* _Job_: Gather every line of the entries below that contains the word "yellow", and copy each one as it appears.

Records

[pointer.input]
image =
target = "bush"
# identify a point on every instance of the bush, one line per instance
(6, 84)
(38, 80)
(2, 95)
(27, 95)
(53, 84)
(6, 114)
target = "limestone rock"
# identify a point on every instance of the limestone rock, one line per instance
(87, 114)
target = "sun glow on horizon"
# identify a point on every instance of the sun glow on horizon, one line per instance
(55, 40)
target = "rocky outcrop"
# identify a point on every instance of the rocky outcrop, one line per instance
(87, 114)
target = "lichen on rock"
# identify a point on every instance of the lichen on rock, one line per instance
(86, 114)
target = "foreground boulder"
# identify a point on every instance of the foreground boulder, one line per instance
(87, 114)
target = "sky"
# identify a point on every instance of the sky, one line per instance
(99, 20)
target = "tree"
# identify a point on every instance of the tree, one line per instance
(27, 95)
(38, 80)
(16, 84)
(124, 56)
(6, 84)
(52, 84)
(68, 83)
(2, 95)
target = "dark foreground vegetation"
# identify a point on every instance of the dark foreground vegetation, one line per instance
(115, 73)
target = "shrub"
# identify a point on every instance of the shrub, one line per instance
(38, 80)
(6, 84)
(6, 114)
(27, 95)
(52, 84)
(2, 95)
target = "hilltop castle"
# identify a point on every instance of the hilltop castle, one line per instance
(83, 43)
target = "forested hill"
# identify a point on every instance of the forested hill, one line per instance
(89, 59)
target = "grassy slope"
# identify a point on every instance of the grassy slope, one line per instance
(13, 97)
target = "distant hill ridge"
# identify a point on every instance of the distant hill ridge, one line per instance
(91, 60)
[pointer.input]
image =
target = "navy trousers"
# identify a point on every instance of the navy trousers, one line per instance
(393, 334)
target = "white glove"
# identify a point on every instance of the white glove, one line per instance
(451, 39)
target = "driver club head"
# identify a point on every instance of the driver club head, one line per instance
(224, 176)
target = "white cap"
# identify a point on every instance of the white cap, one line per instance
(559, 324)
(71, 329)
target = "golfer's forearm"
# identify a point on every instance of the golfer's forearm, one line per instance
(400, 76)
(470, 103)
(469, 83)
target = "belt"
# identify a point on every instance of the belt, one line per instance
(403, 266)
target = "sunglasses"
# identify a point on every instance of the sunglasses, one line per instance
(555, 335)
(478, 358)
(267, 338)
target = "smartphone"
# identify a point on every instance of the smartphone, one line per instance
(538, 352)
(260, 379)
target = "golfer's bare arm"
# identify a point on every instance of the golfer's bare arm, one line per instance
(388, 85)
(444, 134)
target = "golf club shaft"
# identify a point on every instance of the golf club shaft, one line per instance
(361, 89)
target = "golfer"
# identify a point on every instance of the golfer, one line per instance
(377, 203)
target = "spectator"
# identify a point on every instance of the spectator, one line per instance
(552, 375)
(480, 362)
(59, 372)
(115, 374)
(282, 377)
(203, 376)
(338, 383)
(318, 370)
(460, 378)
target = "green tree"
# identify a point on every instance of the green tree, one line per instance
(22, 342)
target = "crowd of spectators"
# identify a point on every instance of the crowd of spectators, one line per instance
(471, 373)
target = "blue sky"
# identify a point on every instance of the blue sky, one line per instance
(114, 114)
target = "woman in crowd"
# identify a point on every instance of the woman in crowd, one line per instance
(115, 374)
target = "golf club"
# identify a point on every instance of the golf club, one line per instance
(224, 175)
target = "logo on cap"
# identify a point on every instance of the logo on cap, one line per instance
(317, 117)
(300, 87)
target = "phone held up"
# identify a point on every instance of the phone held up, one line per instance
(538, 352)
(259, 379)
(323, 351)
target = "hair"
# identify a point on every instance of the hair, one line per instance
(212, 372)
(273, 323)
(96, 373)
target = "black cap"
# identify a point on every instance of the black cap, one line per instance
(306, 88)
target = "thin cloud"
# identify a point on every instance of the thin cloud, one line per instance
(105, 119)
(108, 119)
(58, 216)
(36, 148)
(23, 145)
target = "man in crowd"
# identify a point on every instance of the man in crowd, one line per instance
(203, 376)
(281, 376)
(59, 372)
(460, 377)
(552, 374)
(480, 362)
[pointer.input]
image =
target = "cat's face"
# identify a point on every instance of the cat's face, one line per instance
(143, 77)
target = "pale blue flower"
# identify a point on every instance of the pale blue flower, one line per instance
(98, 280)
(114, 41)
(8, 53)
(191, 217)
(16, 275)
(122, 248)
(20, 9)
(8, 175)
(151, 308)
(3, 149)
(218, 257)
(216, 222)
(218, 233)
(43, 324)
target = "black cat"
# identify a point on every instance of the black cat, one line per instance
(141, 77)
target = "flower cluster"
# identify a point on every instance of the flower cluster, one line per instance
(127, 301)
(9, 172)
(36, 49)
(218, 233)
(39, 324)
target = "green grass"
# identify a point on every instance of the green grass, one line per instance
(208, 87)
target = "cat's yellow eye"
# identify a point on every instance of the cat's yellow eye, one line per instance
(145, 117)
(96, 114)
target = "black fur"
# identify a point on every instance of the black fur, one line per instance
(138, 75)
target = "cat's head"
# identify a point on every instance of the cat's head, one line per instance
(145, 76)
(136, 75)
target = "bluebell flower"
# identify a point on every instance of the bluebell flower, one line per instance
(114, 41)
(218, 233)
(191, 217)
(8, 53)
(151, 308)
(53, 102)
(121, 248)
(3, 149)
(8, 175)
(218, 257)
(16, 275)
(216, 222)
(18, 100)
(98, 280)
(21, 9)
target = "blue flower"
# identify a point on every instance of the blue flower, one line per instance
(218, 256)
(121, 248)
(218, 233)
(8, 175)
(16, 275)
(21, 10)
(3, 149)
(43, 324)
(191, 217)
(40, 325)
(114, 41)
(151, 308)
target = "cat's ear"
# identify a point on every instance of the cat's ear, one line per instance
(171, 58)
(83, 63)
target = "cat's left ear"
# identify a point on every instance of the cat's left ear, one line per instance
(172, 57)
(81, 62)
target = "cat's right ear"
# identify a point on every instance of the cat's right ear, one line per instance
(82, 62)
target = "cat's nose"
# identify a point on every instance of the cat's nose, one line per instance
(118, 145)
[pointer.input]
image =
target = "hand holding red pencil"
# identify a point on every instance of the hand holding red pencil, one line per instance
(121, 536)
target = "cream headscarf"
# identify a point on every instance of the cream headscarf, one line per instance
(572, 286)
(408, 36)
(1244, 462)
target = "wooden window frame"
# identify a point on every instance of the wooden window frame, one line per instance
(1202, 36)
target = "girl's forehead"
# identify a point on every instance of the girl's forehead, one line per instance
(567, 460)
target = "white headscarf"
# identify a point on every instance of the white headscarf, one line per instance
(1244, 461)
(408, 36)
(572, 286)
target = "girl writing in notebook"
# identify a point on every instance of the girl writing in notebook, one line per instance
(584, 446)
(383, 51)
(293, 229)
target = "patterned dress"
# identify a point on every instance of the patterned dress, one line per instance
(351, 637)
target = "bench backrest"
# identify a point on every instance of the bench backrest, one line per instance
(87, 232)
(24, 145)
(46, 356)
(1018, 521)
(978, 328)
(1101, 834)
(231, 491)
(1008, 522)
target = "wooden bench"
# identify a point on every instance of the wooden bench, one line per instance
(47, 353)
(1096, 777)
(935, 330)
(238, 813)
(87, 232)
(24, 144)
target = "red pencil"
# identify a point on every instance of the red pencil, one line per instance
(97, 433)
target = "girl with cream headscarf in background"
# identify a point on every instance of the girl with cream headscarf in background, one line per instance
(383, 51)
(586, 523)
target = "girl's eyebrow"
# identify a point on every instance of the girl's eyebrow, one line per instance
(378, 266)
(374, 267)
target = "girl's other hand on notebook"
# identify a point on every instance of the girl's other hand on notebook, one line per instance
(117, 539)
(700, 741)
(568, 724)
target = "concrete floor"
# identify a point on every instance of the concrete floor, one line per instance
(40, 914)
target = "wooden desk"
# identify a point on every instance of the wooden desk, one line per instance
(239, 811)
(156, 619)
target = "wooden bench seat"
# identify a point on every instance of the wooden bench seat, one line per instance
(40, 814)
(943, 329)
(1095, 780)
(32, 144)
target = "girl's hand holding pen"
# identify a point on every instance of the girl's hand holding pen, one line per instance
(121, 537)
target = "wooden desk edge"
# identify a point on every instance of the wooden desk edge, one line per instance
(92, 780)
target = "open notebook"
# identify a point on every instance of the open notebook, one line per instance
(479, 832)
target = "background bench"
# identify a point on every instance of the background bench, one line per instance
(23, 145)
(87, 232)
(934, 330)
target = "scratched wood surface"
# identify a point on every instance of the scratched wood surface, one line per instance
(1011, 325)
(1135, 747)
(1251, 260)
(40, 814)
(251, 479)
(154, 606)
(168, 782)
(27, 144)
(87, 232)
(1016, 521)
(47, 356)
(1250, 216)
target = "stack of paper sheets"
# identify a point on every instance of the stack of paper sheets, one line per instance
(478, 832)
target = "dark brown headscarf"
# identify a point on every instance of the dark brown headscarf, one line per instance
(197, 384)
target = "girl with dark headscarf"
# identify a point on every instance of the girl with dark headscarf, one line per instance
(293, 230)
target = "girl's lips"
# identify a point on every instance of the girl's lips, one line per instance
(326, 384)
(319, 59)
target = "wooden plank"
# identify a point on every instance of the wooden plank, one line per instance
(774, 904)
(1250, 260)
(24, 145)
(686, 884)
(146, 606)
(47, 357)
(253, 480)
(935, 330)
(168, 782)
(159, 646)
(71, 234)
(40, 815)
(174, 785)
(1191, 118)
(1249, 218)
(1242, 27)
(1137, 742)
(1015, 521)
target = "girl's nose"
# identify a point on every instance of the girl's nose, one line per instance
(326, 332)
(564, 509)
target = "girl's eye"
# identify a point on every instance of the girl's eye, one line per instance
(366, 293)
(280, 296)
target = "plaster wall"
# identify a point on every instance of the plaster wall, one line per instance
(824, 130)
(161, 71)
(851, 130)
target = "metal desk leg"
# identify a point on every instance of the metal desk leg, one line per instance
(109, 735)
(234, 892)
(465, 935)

* _Complete answer_:
target = "cat's yellow eye"
# identify a point on every instance of the cat's yellow eye, one line per instance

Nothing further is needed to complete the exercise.